*** Extract provided ***

|
Published: March 27, 2007 12:28 am
Scott's legend lives on in NASCAR
By LARRY HYPES
Bluefield Daily Telegraph
BRISTOL, Tenn. — Chevrolet’s Impala has come full circle.
Kurt Busch won the NASCAR Nextel Cup Food City 500 Sunday and he pocketed a respectable $179,400 with an impressive check presented moments after the race along with a dazzling trophy.
Forty-four years earlier, Wendell Scott also won a NASCAR points race. It took two days for him — instead of Buck Baker — to be declared the winner, however, and Scott never got the real trophy. He was given a few hundred dollars for his triumph.
With 600 victories in NASCAR racing at the Grand National, Winston Cup, and Nextel Cup levels, Chevy holds more checkered flags than any other brand. Two of the most significant are the most recent and another earned on a one-mile dirt track in Jacksonville, Florida.
Both won in a Chevy Impala – not only generations apart but perhaps in different worlds. Busch, 21, is already wealthy, with more than $11 million earned in 83 starts. Scott was 28 before he ever entered a race and finished his career with winnings of slightly more than $226,000. He competed in 495 events.
Scott was born in 1921 in Danville, Virginia, just across the line from North Carolina. As an African-American who learned automotive skills as an Army mechanic during World War II he found limited means to use that talent.
First, he began as a taxi driver. He and his wife, Mary, needed every cent to raise their growing family including children Wendell Jr., Frank, Ann, Deborah, Kay, Sybil, and Michael.
All had a chance to attend college and Frank became a highly-respected coach at Laurel Park High School, where his teams have won more than 500 games.
Wendell Scott had a talent not only for fixing cars but also driving them. To supplement his income he often worked nights as a moonshine runner. He developed quite a reputation as a fast driver. Thirteen speeding tickets, however, cost him his chauffeur’s license.
In the summer of 1949, Scott got a career-changing choice. A promoter was looking for a likely African-American racer to compete at the Danville Fairgrounds. He asked the local police for a recommendation and Wendell Scott was named as the man too fast to catch.

*** End of Extract provided ***
*** Excerpted data ***

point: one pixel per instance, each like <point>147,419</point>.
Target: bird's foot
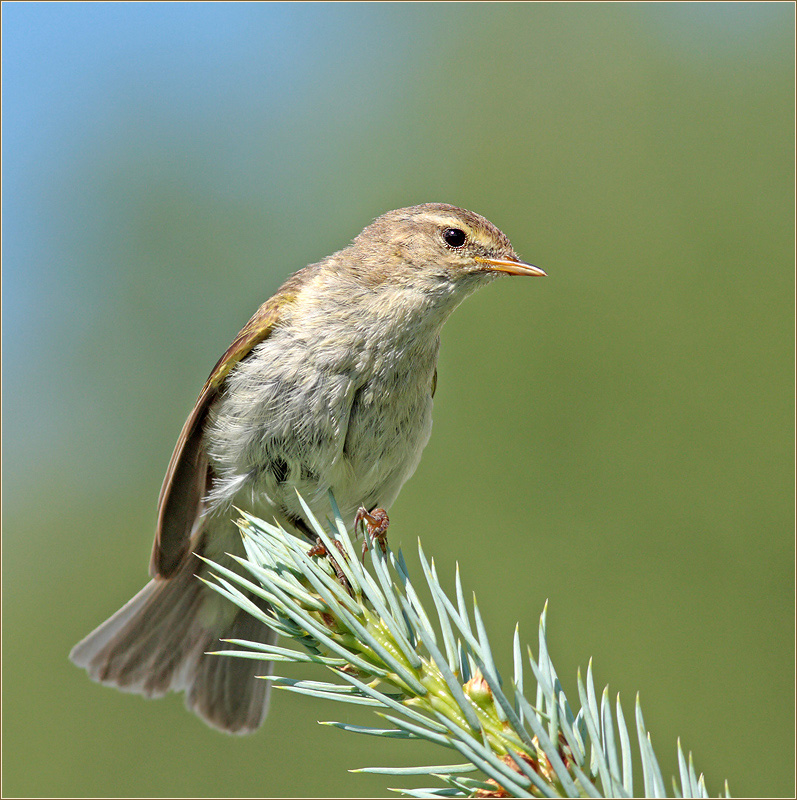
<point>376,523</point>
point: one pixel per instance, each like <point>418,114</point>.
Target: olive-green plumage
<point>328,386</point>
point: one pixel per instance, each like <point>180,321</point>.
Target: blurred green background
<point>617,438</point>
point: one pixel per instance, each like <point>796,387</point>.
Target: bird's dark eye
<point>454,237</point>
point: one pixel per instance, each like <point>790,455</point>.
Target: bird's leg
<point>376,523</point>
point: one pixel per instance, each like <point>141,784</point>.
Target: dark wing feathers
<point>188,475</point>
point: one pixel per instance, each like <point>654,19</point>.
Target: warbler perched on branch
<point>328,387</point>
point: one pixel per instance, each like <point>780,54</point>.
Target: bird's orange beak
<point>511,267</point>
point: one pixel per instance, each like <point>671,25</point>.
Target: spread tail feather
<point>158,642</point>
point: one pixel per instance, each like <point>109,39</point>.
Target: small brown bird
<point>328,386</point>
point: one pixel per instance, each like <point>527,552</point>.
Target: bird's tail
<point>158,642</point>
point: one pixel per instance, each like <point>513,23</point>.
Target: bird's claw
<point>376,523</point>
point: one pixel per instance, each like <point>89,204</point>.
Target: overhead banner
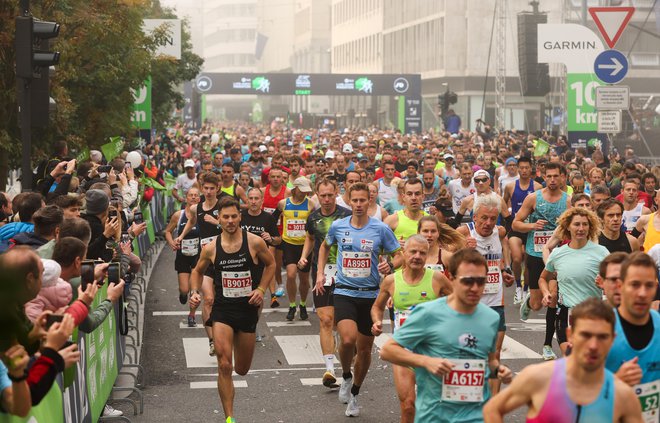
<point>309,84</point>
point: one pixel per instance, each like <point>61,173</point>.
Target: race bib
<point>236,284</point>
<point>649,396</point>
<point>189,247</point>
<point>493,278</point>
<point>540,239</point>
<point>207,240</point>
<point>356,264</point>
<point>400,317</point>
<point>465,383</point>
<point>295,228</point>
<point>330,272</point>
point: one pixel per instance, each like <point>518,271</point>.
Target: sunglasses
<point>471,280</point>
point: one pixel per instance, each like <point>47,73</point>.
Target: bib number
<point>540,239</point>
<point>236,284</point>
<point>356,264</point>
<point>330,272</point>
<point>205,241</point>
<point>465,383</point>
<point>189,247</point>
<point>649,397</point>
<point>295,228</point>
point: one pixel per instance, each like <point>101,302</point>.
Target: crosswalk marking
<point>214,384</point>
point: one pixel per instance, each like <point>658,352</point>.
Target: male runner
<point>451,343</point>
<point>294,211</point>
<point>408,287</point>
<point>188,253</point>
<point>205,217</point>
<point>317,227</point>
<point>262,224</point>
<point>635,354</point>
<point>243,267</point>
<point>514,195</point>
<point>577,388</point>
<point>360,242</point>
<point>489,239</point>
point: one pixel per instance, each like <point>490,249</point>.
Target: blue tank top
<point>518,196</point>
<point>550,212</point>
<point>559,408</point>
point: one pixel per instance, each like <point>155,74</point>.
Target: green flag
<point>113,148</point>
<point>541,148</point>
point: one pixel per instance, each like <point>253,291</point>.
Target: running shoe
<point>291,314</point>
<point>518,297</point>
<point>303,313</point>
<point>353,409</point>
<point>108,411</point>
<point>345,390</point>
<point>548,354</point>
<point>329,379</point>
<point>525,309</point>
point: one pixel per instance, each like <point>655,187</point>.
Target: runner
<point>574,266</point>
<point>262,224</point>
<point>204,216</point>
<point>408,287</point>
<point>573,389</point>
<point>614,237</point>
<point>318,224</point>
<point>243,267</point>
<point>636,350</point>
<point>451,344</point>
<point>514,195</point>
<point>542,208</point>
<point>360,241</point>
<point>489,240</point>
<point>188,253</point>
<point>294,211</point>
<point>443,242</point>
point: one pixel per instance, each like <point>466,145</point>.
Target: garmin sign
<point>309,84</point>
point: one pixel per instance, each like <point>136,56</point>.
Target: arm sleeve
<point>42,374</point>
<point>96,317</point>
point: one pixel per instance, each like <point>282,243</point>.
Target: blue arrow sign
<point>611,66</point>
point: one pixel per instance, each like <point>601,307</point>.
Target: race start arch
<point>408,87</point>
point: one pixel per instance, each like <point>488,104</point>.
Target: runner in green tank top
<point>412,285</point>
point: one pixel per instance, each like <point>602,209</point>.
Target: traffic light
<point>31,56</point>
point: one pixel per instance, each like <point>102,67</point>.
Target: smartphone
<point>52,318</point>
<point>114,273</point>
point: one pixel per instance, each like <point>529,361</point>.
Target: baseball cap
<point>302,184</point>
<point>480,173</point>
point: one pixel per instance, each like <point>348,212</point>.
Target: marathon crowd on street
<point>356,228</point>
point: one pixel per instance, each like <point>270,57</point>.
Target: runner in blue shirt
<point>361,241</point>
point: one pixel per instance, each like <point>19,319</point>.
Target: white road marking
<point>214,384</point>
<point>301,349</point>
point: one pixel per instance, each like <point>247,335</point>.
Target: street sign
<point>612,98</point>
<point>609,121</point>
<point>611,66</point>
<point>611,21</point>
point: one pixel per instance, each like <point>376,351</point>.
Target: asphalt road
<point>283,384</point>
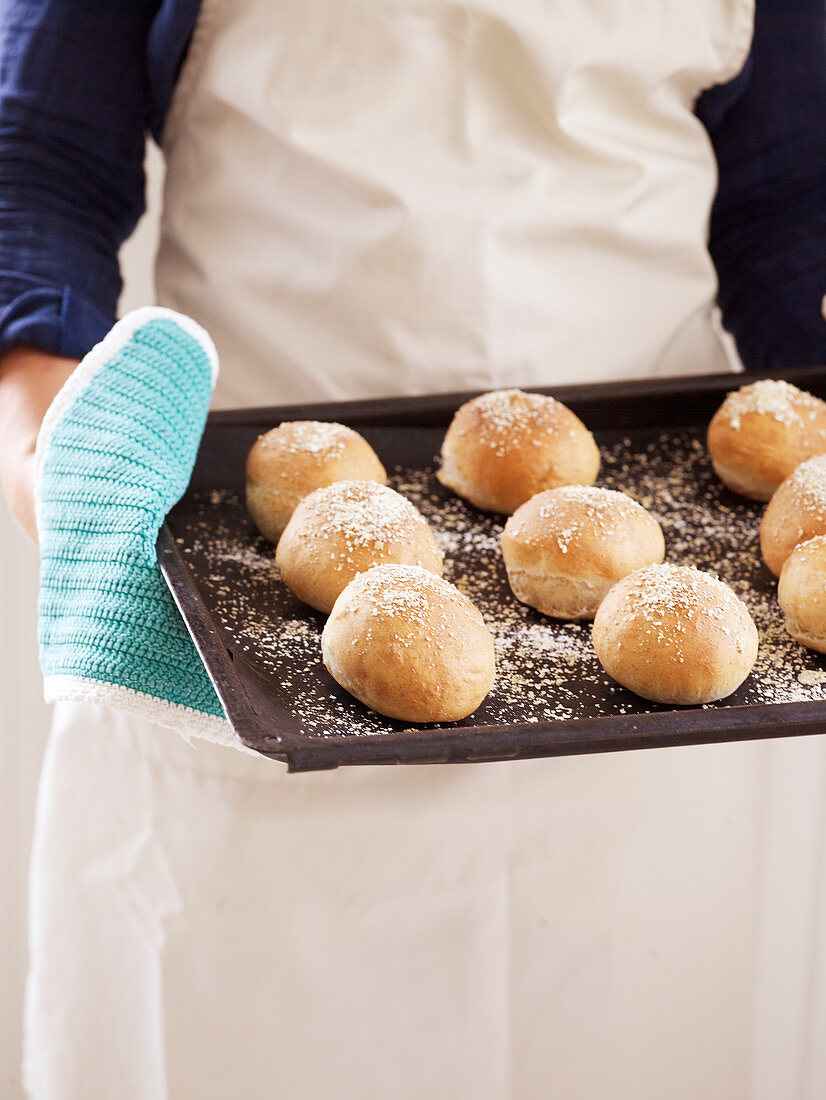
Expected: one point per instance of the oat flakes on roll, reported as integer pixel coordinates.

*** End of Excerpted data ***

### Complete the following
#1 Answer these questions using the article on Wendell Scott's NASCAR legacy.
(a) How much money did Kurt Busch pocket for winning the Food City 500?
(b) In what year and in what city was Wendell Scott born?
(c) How many speeding tickets cost Scott his chauffeur's license?
#2 Write the next part of the article on Wendell Scott's NASCAR legacy, picking up after its last sentence.

### Answers provided
#1
(a) $179,400
(b) 1921, in Danville, Virginia
(c) Thirteen

#2
He borrowed a car, finished third, won $50 and began his racing career. Scott always had limited funding and often used sons or neighbors for pit crew members.
He usually either drove his own car to the tracks or hauled it himself. His wife cooked the food for family and friends, saving money, and keeping in mind how difficult it was at the time for blacks to find restaurants to eat in the region.
Scott dominated local racing and won some 128 races before making another “big” jump. He moved to Grand National (now Nextel Cup) competition in 1961 and won his first points race two years later in Jacksonville, Florida on December 1, 1963.
During that time, NASCAR used a split schedule so the ’63 win was included as part of the 1964 season.
Scott was able to finish consistently in the top 10 in points, racing against stars such as Richard Petty, Bobby Allison, “Fireball” Roberts, and Fred Lorenzen, among others. His best season was in ’66 when he finished sixth in points although his best earning year was ’69, when he won $47,451.
A serious crash at Talladega in ’73 virtually ended his competitive career and he worked for many years at his Danville garage. Scott passed away from spinal cancer in 1990.
He usually drove a Ford but on one historic day in 1963 he piloted his Chevrolet Impala to victory — if not to victory lane.
Busch earned his triumph in a machine labeled the “Car of Tomorrow”. Scott blazed a trail into history in yesterday’s Impala.
The legend will live as long as stock car racing.